Immigration choisie ou système discriminatoire

Les personnels de l’université de Toulouse II Le Mirail (1) ont écrit cette tribune sur la situation des étudiants étrangers en France, à la suite de l’arrestation et de l’expulsion d’un étudiant malien.

La fin de l’année scolaire 2006 a été marquée par la mobilisation autour de jeunes lycéens étrangers menacés d’expulsion. Elle avait montré que la gestion de ces sans-papiers n’était pas si « juste » puisque malgré leur intégration voire leur enracinement dans la société et l’école française ceux-ci étaient priés de repartir dans leur pays d’origine.

..........

Travail demandé:
**1)** Recopiez la tribune sur les étudiants étrangers de "La fin de l’année" jusqu'à "leur pays d’origine.", ce dernier passage compris.
**2)** Reprenez la tribune sur les étudiants étrangers à partir de sa dernière phrase et écrivez la suite.
Inutile de consulter la liste qui vient ensuite.

..........

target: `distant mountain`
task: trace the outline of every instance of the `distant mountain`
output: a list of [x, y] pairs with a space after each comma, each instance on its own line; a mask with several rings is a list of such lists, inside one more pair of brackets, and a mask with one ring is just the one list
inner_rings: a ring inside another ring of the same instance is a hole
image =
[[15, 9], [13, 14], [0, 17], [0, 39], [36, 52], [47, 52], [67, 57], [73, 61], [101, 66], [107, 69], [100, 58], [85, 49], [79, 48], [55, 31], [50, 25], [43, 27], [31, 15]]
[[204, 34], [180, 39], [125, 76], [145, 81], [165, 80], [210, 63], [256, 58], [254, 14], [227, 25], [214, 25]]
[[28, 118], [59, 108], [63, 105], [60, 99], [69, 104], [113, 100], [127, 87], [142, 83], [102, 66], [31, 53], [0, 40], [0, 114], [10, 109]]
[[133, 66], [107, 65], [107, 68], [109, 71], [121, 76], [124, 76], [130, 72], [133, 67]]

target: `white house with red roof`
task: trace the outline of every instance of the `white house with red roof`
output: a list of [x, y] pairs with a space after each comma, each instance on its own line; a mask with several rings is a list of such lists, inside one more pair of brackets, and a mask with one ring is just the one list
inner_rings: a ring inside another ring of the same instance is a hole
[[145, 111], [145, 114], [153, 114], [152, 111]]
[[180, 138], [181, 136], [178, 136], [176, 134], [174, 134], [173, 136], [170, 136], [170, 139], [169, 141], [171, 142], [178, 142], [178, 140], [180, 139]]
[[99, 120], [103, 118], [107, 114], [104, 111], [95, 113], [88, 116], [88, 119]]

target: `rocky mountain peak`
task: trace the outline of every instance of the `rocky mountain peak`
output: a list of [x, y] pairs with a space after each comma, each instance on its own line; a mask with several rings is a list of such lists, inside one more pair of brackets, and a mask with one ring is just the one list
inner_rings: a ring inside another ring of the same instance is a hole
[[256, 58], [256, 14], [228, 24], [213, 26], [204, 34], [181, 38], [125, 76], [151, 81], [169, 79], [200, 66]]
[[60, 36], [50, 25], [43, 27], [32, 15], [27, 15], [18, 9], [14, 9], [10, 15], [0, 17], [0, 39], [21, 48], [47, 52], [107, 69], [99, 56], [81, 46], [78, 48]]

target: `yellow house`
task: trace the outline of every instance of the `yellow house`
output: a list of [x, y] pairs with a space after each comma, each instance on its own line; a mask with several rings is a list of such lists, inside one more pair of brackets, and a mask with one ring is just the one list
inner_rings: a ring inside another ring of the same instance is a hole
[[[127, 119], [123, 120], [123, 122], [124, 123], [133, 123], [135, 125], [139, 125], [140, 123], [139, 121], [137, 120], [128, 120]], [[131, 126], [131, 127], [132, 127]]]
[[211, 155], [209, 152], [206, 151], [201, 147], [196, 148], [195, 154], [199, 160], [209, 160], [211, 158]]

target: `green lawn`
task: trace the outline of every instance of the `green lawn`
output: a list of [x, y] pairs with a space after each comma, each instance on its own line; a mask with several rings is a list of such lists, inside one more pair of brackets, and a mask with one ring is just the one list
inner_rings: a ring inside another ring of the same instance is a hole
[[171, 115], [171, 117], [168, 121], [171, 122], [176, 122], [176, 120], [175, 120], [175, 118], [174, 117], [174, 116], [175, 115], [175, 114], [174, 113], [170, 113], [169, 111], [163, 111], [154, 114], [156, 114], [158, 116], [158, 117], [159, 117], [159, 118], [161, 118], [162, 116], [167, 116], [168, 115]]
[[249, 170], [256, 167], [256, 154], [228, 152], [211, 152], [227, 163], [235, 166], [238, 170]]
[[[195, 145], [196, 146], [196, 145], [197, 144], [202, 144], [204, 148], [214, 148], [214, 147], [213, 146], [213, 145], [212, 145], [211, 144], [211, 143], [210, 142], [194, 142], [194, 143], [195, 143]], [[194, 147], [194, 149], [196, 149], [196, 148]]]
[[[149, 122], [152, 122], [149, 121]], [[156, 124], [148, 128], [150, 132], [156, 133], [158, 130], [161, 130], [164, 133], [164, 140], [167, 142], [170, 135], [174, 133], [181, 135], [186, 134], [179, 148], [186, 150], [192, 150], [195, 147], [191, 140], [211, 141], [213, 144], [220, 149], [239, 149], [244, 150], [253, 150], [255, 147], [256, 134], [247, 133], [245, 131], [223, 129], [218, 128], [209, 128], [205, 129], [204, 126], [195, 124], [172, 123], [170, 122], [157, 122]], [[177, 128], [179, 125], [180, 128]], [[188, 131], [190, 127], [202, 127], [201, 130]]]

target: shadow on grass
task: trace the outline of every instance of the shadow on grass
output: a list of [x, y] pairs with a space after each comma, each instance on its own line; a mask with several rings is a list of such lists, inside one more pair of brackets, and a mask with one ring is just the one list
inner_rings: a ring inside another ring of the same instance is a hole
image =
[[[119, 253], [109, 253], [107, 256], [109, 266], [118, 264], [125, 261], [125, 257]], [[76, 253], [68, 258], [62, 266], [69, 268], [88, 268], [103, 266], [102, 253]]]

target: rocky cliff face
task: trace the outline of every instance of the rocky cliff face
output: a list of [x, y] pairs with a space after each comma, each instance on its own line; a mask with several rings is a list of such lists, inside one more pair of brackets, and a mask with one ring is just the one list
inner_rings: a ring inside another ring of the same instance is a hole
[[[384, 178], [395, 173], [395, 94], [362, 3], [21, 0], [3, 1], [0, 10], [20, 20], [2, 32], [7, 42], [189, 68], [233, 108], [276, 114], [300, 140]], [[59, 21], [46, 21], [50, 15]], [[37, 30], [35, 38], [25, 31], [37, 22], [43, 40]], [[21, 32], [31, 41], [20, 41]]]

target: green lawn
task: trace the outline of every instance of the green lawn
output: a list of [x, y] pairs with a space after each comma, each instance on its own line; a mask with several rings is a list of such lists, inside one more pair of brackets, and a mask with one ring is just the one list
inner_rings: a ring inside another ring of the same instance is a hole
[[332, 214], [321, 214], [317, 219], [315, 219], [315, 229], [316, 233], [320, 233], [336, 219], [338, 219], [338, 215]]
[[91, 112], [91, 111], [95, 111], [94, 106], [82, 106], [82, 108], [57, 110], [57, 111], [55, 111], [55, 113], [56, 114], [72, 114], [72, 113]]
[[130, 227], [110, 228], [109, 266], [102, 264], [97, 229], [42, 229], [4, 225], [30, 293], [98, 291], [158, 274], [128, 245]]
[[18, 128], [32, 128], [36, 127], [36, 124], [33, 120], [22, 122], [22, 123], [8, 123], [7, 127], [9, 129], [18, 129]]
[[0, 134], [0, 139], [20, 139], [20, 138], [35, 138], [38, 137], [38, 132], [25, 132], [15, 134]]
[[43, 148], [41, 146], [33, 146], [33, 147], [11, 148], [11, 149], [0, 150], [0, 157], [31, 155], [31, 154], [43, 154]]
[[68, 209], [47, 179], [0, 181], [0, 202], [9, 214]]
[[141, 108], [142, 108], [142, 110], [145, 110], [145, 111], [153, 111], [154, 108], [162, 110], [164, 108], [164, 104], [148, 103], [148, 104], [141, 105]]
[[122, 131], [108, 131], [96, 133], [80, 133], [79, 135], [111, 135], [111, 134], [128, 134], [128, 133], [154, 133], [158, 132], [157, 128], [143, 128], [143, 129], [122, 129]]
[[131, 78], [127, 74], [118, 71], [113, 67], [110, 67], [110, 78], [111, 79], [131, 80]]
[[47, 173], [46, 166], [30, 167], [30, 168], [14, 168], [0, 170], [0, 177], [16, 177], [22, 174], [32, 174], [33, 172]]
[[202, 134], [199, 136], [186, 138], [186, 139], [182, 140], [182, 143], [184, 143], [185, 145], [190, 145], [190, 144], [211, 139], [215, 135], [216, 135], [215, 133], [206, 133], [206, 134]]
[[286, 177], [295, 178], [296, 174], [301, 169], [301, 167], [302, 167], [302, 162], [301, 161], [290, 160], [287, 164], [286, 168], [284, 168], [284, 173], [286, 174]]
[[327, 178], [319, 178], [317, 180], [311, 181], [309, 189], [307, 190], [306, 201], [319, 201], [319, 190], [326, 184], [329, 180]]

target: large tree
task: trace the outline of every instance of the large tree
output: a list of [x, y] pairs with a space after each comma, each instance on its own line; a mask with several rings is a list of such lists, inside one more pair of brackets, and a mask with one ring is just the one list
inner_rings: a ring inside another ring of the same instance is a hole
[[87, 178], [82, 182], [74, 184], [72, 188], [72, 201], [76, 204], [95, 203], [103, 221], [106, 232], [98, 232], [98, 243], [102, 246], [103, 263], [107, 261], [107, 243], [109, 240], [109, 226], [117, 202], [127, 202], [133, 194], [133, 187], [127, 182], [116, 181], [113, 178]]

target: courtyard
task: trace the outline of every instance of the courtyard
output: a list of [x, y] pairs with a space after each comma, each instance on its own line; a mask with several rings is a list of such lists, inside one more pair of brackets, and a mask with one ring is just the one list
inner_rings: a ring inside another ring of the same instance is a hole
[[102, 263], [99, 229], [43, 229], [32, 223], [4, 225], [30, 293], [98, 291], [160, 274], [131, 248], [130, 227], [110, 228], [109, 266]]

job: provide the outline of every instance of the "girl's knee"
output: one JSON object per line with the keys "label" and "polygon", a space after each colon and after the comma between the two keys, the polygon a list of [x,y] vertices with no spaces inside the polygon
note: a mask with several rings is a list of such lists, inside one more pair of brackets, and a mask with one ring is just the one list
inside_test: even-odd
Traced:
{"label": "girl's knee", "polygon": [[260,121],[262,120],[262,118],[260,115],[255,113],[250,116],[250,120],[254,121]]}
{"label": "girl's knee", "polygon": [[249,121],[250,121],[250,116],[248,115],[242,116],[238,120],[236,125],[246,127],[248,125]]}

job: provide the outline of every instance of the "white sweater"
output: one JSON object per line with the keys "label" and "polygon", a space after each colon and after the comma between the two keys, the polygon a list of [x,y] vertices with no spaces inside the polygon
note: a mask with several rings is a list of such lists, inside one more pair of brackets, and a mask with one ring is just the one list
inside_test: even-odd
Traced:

..........

Corrigé de l'exercice:
**1)**
La fin de l’année scolaire 2006 a été marquée par la mobilisation autour de jeunes lycéens étrangers menacés d’expulsion. Elle avait montré que la gestion de ces sans-papiers n’était pas si « juste » puisque malgré leur intégration voire leur enracinement dans la société et l’école française ceux-ci étaient priés de repartir dans leur pays d’origine.

**2)**
Les conditions d’accueil et de séjour des étudiants étrangers sont moins connues. Pourtant, elles relèvent là encore de critères parfaitement incohérents et arbitraires. Les discours des autorités publiques sur les vertus du co-développement avec les pays pauvres laisseraient penser que l’accueil et le séjour d’étudiants étrangers, notamment africains, seraient facilités, pour laisser se former un nombre important de jeunes afin qu’ils fassent ensuite bénéficier leur pays d’origine de leurs compétences. Or les politiques d’immigration vis-à-vis des étudiants étrangers des pays du sud mettent en place une sélection accrue, ainsi qu’une restriction de leurs droits durant leur séjour.
Ces politiques s’articulent autour de deux critères sélectifs totalement injustes.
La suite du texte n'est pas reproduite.